## [INPUT DATA]
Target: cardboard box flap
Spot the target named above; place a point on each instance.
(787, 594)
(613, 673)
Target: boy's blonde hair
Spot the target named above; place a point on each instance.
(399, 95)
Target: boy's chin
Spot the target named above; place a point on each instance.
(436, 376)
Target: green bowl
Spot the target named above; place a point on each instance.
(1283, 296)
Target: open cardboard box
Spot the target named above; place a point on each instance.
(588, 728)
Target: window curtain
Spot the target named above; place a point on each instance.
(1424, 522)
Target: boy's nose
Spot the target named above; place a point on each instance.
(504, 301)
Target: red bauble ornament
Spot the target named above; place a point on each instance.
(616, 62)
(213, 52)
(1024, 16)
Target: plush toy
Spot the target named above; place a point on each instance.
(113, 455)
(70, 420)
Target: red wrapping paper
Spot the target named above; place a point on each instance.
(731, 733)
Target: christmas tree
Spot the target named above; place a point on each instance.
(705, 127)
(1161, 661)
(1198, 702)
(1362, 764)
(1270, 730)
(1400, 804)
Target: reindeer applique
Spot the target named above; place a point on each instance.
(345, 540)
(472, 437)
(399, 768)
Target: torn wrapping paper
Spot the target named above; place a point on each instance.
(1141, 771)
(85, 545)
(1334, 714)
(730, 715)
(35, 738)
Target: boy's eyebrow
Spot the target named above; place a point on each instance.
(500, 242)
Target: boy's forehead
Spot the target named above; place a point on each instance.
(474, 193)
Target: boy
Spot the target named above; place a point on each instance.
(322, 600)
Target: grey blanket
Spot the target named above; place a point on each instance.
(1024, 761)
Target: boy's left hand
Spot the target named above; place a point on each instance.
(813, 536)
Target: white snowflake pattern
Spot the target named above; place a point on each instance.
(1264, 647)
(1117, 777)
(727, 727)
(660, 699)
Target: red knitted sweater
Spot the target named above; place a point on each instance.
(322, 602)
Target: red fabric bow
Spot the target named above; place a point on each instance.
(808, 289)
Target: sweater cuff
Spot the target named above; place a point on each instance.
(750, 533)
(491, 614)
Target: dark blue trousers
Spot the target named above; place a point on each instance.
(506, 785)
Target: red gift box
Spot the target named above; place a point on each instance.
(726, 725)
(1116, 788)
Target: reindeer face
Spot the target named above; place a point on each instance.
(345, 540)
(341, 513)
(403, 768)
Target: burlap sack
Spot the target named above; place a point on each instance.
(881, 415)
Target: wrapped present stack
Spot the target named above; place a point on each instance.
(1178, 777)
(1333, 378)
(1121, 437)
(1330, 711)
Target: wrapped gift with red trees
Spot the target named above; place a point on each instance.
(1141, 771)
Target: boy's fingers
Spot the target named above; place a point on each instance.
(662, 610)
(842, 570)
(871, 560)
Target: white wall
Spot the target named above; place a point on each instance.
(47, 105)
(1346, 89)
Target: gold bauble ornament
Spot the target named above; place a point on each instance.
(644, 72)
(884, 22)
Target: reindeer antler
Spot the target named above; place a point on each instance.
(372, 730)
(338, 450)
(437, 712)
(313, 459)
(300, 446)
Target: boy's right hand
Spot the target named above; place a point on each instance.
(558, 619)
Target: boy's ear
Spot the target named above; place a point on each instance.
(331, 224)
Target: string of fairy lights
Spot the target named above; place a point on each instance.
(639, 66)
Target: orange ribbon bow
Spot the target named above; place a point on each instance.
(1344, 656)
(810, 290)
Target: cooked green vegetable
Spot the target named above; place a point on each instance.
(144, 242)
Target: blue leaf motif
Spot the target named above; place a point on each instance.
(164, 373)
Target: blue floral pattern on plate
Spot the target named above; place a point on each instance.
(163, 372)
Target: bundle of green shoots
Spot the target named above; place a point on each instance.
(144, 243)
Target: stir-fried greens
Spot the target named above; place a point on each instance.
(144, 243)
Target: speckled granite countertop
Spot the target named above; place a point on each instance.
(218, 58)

## [WORK INSTRUCTION]
Each line above with the string "paper" in it should be located and copied.

## [EXERCISE ANSWER]
Target: red wrapping paper
Target: torn wrapping paper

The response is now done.